*** Opening Records ***

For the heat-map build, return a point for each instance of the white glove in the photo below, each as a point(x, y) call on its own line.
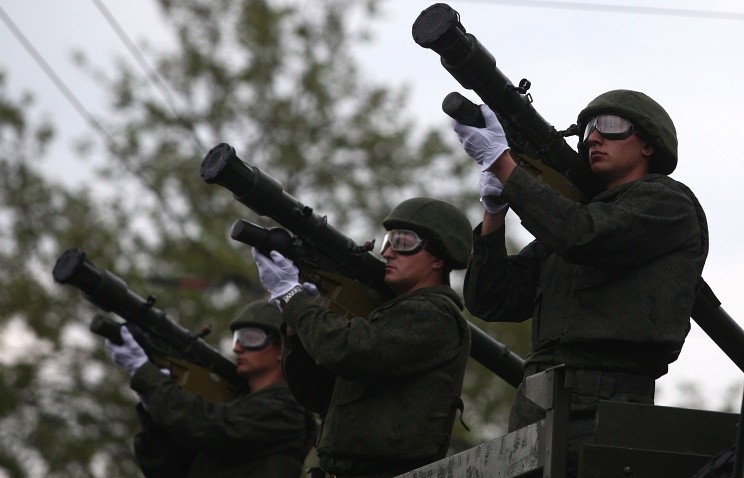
point(484, 145)
point(129, 356)
point(491, 189)
point(277, 274)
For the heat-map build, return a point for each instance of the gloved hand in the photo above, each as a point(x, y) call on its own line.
point(484, 145)
point(129, 356)
point(491, 189)
point(277, 273)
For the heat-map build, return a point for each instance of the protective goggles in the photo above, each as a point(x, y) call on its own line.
point(251, 338)
point(609, 126)
point(402, 241)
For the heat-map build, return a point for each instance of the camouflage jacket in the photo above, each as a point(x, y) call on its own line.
point(608, 284)
point(260, 434)
point(387, 386)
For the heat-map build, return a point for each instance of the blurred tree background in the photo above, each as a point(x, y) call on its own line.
point(276, 80)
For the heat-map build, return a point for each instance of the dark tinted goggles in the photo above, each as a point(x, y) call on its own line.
point(402, 241)
point(251, 338)
point(609, 126)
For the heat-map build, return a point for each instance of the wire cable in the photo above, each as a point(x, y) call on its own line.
point(605, 8)
point(77, 104)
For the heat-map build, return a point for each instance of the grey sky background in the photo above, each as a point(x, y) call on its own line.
point(691, 63)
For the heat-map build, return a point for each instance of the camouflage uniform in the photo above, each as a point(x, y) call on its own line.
point(609, 285)
point(387, 386)
point(257, 435)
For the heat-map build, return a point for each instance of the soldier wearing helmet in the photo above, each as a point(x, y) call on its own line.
point(609, 284)
point(263, 432)
point(387, 385)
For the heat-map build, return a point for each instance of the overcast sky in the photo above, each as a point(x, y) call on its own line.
point(692, 64)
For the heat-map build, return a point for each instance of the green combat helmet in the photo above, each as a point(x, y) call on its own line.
point(446, 229)
point(261, 314)
point(651, 122)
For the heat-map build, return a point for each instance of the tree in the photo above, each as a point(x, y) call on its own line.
point(278, 82)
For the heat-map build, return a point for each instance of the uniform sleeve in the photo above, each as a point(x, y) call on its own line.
point(408, 336)
point(256, 423)
point(633, 224)
point(498, 287)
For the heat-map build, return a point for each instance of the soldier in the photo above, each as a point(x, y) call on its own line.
point(260, 434)
point(387, 385)
point(609, 284)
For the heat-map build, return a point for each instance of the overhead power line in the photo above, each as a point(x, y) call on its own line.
point(150, 73)
point(77, 104)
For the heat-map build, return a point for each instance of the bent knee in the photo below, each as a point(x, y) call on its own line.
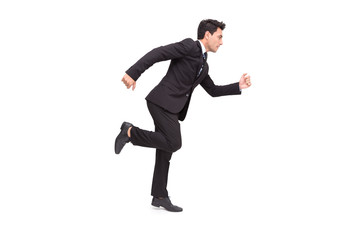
point(174, 146)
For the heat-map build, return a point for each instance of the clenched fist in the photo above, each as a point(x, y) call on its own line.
point(244, 81)
point(128, 81)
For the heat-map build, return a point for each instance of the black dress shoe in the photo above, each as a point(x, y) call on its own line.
point(122, 138)
point(165, 203)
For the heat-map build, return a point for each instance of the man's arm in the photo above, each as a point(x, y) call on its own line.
point(230, 89)
point(163, 53)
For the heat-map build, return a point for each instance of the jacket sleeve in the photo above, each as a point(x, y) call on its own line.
point(217, 91)
point(163, 53)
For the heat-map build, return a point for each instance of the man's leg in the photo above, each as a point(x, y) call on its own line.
point(161, 172)
point(167, 136)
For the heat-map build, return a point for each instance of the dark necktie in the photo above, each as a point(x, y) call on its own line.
point(202, 66)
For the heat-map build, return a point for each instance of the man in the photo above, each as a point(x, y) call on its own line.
point(168, 102)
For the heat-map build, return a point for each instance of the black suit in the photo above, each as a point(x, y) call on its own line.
point(168, 102)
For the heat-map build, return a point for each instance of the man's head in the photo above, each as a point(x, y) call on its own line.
point(210, 34)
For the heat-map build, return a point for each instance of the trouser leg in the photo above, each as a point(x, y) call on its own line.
point(161, 172)
point(166, 139)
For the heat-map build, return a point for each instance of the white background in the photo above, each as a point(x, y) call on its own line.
point(281, 161)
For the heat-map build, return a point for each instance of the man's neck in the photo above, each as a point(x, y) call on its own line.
point(203, 48)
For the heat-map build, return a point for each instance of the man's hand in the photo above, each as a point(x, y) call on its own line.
point(128, 81)
point(244, 81)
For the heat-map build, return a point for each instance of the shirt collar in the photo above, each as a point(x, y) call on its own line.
point(203, 49)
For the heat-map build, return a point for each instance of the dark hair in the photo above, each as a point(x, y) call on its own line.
point(210, 25)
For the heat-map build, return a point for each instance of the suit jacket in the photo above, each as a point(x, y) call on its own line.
point(174, 91)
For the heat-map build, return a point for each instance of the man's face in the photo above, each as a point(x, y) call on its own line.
point(215, 40)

*** Closing Records ***

About this exercise:
Return verbatim each line from the one that mentions "the man's neck" to the end of the entries, inclusive.

Written response:
For the heat-map build, return a point for each instance of the man's neck in the photo above, each as a point(x, y) call on its own line.
point(203, 48)
For the heat-map build, return a point for each instance of the man's hand in the photo above, each as a point(x, y) call on its own line.
point(128, 81)
point(244, 81)
For the heat-map build, return a point for each instance of the shirt collar in the photo above, each as a point(x, y) call on its own line.
point(203, 49)
For the heat-map build, return a point for each instance of the dark hair in the photo above, each as a point(x, y) call on its own line.
point(210, 25)
For the heat-map build, return a point for each instance of the suit jacket in the photo above, each as a point(x, y) call on its own line.
point(174, 91)
For the heat-map build, return a point for each instance of the man's face in the photo above, each as a point(x, y) call on its own line.
point(215, 40)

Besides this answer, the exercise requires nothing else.